• EXCERPTED TEXT:
--- begin ---

1Invitation-only: each partner completes a 50-item questionnaire independently (TIPI, PVQ-21, Social, Communication/Friendship, Lifestyle, Priorities/Deal-breakers).
2Baseline scorer computes FinalMatch for true partners and sampled non-partners; we evaluate AUC, lift, and a median-rank proxy.
3Interpretable ML learns domain multipliers via 5-fold CV; we re-evaluate and report the change in AUC/lift.

Notation & Encoding

Let $\mathcal{I}$ be the set of items, with domain map $d:\mathcal{I}\to\mathcal{D}$ . For a pair of participants $A,B$ and an item $i\in\mathcal{I}$ , denote self‑answers by $a_i^A$ and $a_i^B$ . Importance weights (OkCupid‑style) are encoded as

w_i^A \in \{0,\,1,\,10,\,50,\,250\} \quad\text{and}\quad w_i^B \in \{0,\,1,\,10,\,50,\,250\}.

Likert items have scale size $K_i\in\{5,6,7\}$ with $a_i^\cdot \in \{1,\dots,K_i\}$ . MC‑single items have $M_i$ options with values $\{1,\dots,M_i\}$ .

Acceptability Maps (Likert vs. MC)

Each item records the set of partner answers A would accept. For Likert items, A selects a tolerance label (Same, ±1, ±2, Any) mapped to $\tau_i^A \in \{0,1,2,\infty\}$ . The acceptability set is

\mathcal{A}_i^A = \begin{cases} \{\, b \in \{1,\dots,K_i\} : |\,b - a_i^A\,| \le \tau_i^A \,\}, & \tau_i^A < \infty\\[2mm] \{1,\dots,K_i\}, & \tau_i^A = \infty \end{cases}

For MC‑single items, A selects $\Omega_i^A \subseteq \{1,\dots,M_i\}$ (defaulting to A's own choice if unspecified). The directed indicator is

I_i^A(B) = \begin{cases} \mathbf{1}\!\left[\, a_i^B \in \Omega_i^A \,\right], & \text{MC\_SINGLE}\\[2mm] \mathbf{1}\!\left[\, a_i^B \in \mathcal{A}_i^A \,\right], & \text{Likert} \end{cases}

(MC‑multi items are retained for analysis; when placed in a domain with base multiplier 0, they do not affect the score.)

--- end ---

• RECORDS FOR THE TASK:

--- begin ---

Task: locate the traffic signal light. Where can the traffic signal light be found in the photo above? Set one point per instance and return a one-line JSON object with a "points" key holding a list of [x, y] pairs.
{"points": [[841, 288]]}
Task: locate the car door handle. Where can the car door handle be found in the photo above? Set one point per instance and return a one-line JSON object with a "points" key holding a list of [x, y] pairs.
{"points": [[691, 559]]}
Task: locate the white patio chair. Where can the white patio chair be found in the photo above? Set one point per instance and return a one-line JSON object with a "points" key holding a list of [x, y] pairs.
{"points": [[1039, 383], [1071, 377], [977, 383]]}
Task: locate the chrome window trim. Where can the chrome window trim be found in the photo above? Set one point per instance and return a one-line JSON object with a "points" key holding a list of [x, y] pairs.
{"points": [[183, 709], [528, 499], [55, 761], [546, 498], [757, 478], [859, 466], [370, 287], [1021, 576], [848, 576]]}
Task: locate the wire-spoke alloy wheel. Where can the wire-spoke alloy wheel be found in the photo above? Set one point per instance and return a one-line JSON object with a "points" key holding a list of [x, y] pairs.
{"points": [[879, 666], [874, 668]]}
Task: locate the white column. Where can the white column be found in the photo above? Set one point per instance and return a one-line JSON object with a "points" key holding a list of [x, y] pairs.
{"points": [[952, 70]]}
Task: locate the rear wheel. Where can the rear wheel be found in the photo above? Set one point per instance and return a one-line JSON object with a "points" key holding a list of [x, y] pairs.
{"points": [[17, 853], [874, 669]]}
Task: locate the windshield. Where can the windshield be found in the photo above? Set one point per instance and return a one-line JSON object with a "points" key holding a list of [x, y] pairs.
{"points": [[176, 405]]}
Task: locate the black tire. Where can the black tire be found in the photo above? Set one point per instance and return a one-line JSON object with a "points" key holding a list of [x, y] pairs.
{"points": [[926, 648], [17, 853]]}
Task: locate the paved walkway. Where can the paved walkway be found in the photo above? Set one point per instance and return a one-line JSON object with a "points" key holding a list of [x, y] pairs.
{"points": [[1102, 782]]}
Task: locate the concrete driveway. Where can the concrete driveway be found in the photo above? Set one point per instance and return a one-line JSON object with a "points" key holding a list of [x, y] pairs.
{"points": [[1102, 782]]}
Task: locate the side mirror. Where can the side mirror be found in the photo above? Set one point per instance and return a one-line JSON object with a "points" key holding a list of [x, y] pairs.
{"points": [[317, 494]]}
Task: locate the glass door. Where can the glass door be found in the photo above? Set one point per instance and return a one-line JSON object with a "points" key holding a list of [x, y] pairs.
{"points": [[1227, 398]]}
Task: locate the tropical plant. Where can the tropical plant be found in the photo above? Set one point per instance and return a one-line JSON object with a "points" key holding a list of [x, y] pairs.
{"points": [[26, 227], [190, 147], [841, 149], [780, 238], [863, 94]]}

--- end ---

• TO BE DONE:
- A) Count the lines of the records that contain the word "white", and give only that number.
- B) Write the next part of the text on questionnaire-based partner matching, picking up after its final sentence.

• ANSWERS IN ORDER:
- A) 2

- B)
Per‑Domain Multipliers & User Priorities

Let $m_d$ be the base multiplier for domain $d\in\mathcal{D}$ . Preregistered defaults:

Values: 3.0, Communication: 2.0, Lifestyle: 2.0, Social: 1.5, Personality: 1.0, Friendship: 1.0
Quality/IMC or unknown domains: 0.0 (excluded from scoring)

User priorities (Q47) map option labels → domains; if A prioritizes $d$ , set $p_d^A = 1.5$ , else $p_d^A = 1$ .

W_i^A = w_i^A \cdot m_{\,d(i)} \cdot p_{\,d(i)}^A, \qquad W_i^B = w_i^B \cdot m_{\,d(i)} \cdot p_{\,d(i)}^B.

Core Scoring: Baseline Algorithm

Items contribute only if both answered and at least one side's weight is non‑zero. Define

\mathcal{I}_{AB} = \bigl\{\, i\in\mathcal{I} : a_i^A\neq\varnothing,\; a_i^B\neq\varnothing,\; W_i^A>0 \text{ or } W_i^B>0 \,\bigr\},\quad n = |\mathcal{I}_{AB}|.

Directional (A←B) satisfaction and its B←A analogue:

s_A(B) = \frac{\sum_{i\in\mathcal{I}_{AB}} W_i^A \, I_i^A(B)}{\sum_{i\in\mathcal{I}_{AB}} W_i^A}, \qquad s_B(A) = \frac{\sum_{i\in\mathcal{I}_{AB}} W_i^B \, I_i^B(A)}{\sum_{i\in\mathcal{I}_{AB}} W_i^B}.

Mutuality (primary: geometric; sensitivity: arithmetic):

\text{Match}_{\mathrm{geo}} = 100\,\sqrt{s_A(B)\,s_B(A)},\qquad \text{Match}_{\mathrm{mean}} = 100\cdot \tfrac{1}{2}\bigl(s_A(B)+s_B(A)\bigr).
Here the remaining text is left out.